• [YOUR OBJECTIVE]
List every line of the material below that contains the word "wooden".

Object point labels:
((

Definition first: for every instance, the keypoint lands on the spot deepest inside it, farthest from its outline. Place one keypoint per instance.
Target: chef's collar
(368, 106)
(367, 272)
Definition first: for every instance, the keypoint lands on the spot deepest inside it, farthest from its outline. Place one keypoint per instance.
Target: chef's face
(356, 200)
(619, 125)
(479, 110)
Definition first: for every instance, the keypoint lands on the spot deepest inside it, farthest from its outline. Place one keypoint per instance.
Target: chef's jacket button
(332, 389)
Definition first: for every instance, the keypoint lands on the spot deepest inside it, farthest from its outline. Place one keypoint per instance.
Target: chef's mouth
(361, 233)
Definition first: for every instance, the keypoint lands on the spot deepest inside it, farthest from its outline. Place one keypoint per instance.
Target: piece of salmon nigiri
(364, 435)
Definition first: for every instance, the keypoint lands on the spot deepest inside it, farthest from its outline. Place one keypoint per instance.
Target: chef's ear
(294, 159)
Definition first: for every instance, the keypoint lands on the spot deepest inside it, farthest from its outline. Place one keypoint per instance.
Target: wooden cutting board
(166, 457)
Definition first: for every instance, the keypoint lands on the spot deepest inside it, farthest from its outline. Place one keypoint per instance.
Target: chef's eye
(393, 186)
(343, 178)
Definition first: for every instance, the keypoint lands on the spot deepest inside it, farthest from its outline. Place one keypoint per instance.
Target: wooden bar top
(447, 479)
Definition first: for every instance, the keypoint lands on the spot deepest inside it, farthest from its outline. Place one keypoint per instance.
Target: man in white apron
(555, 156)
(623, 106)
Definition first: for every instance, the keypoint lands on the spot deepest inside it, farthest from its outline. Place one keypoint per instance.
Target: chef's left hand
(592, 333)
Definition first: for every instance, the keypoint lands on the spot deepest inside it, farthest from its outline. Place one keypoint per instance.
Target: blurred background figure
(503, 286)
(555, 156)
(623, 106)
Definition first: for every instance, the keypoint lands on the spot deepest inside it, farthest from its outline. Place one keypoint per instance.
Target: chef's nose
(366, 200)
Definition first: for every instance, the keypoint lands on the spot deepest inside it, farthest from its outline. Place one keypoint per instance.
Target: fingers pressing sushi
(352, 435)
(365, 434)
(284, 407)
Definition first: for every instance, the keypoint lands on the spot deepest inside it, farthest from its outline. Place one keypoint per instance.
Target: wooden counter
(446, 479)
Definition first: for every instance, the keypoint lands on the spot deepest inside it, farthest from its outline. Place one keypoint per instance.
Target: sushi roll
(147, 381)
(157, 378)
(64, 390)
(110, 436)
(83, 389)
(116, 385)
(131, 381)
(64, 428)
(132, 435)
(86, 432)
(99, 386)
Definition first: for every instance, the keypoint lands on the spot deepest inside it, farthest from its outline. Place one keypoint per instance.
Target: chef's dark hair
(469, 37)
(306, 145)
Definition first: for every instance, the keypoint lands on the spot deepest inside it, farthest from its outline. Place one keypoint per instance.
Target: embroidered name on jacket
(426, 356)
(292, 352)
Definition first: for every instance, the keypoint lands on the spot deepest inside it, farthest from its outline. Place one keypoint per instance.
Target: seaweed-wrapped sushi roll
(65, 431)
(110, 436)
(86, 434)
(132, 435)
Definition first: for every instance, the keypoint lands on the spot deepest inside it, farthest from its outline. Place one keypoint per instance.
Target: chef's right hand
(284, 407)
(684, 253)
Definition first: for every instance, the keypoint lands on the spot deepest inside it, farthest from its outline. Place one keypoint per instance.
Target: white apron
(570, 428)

))
((

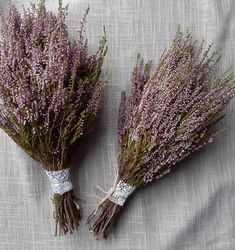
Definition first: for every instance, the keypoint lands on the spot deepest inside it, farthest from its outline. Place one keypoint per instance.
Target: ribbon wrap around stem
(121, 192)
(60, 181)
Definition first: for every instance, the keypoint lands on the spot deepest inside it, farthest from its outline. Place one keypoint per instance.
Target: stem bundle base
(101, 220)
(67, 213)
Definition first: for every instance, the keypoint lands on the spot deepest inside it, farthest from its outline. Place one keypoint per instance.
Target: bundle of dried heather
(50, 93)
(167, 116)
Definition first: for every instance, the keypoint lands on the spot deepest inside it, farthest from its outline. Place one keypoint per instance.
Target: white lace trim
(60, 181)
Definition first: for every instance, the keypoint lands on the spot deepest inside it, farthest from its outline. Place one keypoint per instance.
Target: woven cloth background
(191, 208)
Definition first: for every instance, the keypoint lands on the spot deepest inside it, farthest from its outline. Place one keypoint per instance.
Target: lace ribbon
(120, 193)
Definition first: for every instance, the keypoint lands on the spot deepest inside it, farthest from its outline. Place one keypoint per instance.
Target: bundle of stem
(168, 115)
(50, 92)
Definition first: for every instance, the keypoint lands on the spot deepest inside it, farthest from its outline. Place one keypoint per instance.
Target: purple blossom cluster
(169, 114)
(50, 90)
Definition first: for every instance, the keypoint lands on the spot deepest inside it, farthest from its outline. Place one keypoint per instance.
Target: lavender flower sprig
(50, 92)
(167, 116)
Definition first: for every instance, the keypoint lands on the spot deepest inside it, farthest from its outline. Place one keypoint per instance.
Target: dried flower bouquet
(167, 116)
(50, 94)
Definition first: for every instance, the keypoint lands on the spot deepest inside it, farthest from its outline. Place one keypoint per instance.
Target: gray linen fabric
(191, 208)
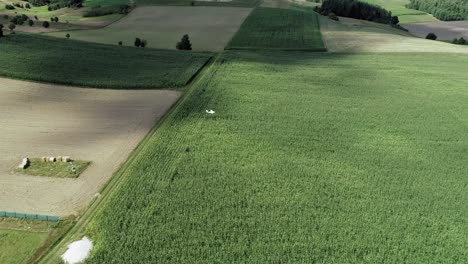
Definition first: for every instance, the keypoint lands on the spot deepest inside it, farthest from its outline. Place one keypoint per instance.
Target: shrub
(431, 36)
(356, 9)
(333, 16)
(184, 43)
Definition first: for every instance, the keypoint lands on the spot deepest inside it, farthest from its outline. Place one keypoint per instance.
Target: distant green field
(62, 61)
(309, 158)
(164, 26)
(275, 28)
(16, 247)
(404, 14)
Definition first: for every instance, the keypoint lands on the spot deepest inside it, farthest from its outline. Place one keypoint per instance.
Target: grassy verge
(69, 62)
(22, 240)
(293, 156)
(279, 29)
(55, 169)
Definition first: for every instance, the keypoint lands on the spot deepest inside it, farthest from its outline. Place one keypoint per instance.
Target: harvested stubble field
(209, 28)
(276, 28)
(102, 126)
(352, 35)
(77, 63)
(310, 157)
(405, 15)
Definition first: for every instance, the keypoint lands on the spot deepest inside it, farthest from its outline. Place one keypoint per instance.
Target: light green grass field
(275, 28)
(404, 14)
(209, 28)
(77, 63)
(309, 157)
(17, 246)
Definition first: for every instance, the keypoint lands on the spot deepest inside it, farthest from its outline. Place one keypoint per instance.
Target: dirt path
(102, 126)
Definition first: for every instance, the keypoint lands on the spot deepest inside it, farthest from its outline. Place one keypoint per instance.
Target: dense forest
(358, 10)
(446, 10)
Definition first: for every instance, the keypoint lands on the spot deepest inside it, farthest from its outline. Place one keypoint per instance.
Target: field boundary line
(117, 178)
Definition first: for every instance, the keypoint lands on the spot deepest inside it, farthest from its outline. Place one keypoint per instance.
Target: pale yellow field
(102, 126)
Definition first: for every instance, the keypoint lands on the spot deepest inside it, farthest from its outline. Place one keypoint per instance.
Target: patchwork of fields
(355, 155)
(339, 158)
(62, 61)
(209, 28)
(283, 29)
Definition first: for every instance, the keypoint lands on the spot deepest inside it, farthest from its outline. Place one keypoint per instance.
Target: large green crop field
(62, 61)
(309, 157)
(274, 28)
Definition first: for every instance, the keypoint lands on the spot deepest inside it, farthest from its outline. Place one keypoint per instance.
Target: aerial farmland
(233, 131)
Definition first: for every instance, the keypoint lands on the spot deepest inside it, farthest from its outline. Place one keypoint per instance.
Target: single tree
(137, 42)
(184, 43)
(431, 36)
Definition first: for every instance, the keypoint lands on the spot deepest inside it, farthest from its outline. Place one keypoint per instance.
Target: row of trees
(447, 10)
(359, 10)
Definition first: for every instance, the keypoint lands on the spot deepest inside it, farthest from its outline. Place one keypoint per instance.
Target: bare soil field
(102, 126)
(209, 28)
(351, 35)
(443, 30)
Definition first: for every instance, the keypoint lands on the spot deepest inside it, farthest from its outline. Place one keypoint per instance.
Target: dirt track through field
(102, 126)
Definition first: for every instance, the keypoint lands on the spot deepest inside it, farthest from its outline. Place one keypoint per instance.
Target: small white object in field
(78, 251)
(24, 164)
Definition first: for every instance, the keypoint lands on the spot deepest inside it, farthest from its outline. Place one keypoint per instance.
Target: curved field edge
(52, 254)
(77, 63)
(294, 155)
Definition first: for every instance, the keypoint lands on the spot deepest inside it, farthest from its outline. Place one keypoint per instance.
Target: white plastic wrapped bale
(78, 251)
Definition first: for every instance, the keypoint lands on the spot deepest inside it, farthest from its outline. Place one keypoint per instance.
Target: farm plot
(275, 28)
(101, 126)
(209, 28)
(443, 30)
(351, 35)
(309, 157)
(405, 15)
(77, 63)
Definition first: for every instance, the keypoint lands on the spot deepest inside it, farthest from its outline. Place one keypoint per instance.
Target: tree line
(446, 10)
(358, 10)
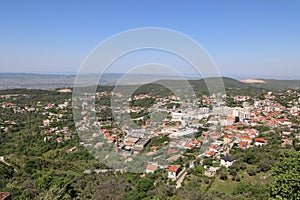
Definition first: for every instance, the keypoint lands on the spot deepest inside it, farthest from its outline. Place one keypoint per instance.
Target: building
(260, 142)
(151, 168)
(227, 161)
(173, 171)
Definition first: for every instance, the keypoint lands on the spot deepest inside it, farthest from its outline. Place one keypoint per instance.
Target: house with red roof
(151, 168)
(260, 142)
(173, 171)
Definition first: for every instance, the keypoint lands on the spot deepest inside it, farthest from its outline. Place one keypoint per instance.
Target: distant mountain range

))

• [RESPONSE]
Target: wooden cutting board
Target: wooden bar top
Target: wooden counter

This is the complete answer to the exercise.